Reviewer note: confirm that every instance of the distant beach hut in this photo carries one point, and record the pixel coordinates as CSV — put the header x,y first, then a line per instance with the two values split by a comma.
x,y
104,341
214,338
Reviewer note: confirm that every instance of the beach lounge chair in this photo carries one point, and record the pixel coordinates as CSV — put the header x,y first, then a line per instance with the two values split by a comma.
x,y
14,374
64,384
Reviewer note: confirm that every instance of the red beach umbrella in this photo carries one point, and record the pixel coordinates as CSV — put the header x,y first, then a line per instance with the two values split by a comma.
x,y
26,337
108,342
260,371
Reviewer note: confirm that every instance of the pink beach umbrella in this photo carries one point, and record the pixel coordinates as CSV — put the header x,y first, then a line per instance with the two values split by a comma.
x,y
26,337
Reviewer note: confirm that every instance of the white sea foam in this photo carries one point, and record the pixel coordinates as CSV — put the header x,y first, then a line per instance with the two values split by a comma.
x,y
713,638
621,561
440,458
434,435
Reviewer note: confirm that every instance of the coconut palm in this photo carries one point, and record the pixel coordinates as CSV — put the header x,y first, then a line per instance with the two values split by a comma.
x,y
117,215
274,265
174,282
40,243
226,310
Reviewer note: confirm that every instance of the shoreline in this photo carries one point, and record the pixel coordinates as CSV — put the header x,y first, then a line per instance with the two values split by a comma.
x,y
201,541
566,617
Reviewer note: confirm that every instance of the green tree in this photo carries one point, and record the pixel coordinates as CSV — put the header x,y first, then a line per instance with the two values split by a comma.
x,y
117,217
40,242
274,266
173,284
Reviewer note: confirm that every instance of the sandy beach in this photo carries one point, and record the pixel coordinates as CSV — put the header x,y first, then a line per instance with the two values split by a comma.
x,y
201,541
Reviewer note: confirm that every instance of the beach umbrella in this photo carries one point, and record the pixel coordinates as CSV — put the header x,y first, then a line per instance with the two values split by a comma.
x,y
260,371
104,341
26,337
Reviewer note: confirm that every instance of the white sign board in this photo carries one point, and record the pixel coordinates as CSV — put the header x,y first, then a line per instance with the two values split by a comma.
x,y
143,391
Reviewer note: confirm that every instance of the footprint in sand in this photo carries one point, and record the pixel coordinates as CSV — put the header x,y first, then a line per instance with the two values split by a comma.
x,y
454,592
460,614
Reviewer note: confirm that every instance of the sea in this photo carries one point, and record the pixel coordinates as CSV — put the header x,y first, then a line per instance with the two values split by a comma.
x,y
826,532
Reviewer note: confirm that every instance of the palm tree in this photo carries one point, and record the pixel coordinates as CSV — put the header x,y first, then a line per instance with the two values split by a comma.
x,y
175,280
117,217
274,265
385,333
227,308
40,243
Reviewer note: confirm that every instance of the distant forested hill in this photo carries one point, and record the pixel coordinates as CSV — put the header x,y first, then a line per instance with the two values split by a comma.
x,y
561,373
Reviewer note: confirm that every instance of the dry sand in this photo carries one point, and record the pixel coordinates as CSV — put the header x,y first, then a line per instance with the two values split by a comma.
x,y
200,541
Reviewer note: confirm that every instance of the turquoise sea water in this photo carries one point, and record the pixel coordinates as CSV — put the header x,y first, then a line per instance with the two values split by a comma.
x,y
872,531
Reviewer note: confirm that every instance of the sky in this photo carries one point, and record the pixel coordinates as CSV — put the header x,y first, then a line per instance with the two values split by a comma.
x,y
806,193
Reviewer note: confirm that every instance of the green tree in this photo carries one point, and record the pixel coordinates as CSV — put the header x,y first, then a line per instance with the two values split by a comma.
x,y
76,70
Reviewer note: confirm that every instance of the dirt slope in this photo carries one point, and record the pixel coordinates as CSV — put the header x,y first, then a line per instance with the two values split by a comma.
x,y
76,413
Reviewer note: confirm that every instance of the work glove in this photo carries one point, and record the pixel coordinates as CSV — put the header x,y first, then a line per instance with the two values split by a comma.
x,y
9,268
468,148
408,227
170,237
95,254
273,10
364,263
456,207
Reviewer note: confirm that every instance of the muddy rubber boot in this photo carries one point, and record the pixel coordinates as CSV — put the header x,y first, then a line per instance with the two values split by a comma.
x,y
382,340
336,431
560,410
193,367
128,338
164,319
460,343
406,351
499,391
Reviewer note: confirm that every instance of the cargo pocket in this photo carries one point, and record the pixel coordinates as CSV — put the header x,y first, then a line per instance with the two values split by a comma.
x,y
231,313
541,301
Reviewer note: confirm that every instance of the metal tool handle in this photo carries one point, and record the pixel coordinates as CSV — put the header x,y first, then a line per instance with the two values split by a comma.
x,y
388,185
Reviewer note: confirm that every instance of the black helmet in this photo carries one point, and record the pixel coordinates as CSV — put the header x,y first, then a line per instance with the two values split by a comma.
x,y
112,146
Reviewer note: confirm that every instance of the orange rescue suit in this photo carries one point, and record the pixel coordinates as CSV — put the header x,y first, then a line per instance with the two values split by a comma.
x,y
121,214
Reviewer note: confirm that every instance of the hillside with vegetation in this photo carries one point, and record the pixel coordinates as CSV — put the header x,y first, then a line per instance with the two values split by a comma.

Exercise details ▸
What this exercise asks for is an exact copy of all the records.

Task response ▸
Reviewer note: confirm that every instance of the distant beach hut in this photo carries one point, and record the pixel coordinates as CSV — put the header x,y first, then a line per instance with the two values split by a comma.
x,y
104,341
214,338
Reviewer note: confirm that every instance of the beach lounge chair in this photo carries one point, and record the pixel coordinates as CSV — put the header x,y first, then a line per instance with the two values split by a comma.
x,y
14,374
64,384
Reviewer note: confirm that every instance of the red beach umbrella in this photo carries one point, and record the pixel coordinates as CSV — put the header x,y first, then a line per instance with the two values split by a comma.
x,y
26,337
108,342
260,371
Reviewer note: confirm that every instance of the pink beach umbrella in this photo carries one point, and record the pixel coordinates as CSV — put the header x,y first, then a line per instance with the two values split by a comma.
x,y
26,337
Reviewer note: confirm that every instance of the white sea foam in this photo carries one point, and record the pixel coordinates as CSV — put the header x,y first, then a line per instance with the two values split by a comma.
x,y
713,638
621,561
440,458
434,435
Reviewer note: confirm that every instance of the coconut palm in this photo carries one point, and record the pixel coordinates as CSV — put the header x,y first, then a line per instance with the two values split by a comma.
x,y
117,215
274,265
174,282
40,243
226,310
Reviewer note: confirm that every instance of the shoreline in this photo carries one point, and record the pixel coordinates as CSV — put the header x,y first, then a line per instance with the two values split by a comma.
x,y
201,541
566,617
Reviewer note: confirm that every instance of the green tree in this photo carries one point, and record the pixel coordinates as CSV — put the header x,y first, then a line per instance with the two values split by a comma.
x,y
117,217
40,242
274,266
173,284
Reviewer note: confirm that every instance of the sandy beach in this photo carries one point, and record the pixel coordinates as CSV — put the header x,y first, then a line per instance with the two values split by a comma.
x,y
201,541
Reviewer note: confirm that every instance of the beach umbrella in this photo carries one point, and record the pixel coordinates as CSV — put the header x,y first, then a line per instance with the two values split by a comma.
x,y
260,371
104,341
26,337
Reviewer note: confirm that every instance of the white sign board in this photo carries one point, and record the pixel coordinates as CSV — put the header x,y first, then a line per instance with the two values split by a comma.
x,y
143,391
Reviewer note: confirm that every instance of the footprint in sand in this photo carries one point, and record the pixel coordinates as CSV — put the header x,y first, then a line per instance with the two values split by a comma.
x,y
454,592
460,614
Reviewer note: confirm that every instance of the sea in this photo carries one point, and record the pixel coordinates as CSV — put the header x,y first, then a line per instance with the two values split by a comma.
x,y
826,532
Reviewer note: confirm that every instance of the palm tree in this photo carries one point, and record the pixel coordinates as CSV — put the header x,y first, then a line per instance with the two values split by a comma.
x,y
175,280
117,217
274,265
385,333
227,308
40,243
Reviewer note: confirm that every instance of the distant forested hill in this photo carries one point, and record the pixel coordinates as CSV — put the header x,y first, then a line per instance with the two values split by a comma.
x,y
561,373
Reviewer note: confirm that every instance of the dry sand in this photo carries one point, and record the pixel coordinates as CSV — put the header x,y first, then a line per instance with the two values split by a comma.
x,y
200,541
Reviewer note: confirm that every instance of the turquoise sea water in this photo carries one point, and record the pixel coordinates as CSV — put the header x,y first, then a line per instance with the two values split by a comma.
x,y
872,531
Reviewer note: confirm that every instance of the sky in this photo carries one point, and record the pixel coordinates as CSV — put the header x,y first, then a line per instance with the two values split by a comma.
x,y
806,193
Reviewer note: confirm that every instance of the green tree in this photo carries one point, and record the pixel coordinates as CSV — put the header x,y first, then a line per instance with the two values split by a comma.
x,y
76,70
Reviewer note: confirm that every instance of the dirt slope in this photo carries one point, and record the pixel coordinates as CSV — put the header x,y first, then a line per instance with the two values split by a comma.
x,y
76,413
Reviewer note: confirm that every instance of the work glove in this photo carries one point, and record the pixel coordinates as CSV — put the header x,y first, then a line per instance with the two values split by a comma.
x,y
9,268
468,148
408,227
170,237
95,254
273,10
364,263
456,207
Reviewer note: confirm that every instance of the muddy rubber boot in this photo carries one point, and record the pixel coordinates as CSV — put the header x,y first, then a line per instance with the two values split by a comma.
x,y
382,340
336,431
560,410
193,367
128,338
164,319
460,343
406,351
499,391
Reviewer note: confirm that every instance of the cargo pocket in this photo carries one point, and record the pixel coordinates as CSV — put the header x,y first, then a line per instance with the two values split by a comma.
x,y
231,313
541,301
Reviewer note: confirm that every instance of the metal tool handle in this photo carries one point, and record the pixel coordinates as CSV — put the header x,y first, then a line per instance with the two values split by a comma.
x,y
388,185
Reviewer note: confirm that every instance of the black helmet in this photo carries one point, and record the pixel coordinates as CSV — put the header x,y first, then a line per instance with the two values split by a comma.
x,y
112,146
Reviewer note: confirm that every instance of the orange rescue suit in this photo carries one point, and record the pixel coordinates as CSV — put the header x,y first, then a line per instance with the two values split by a comma.
x,y
121,214
Reviewer note: confirm that every instance of the hillside with vegetation in this photo carries one point, and record the pixel coordinates as CSV — put the header x,y first, then a line per instance with the two values split by a comma.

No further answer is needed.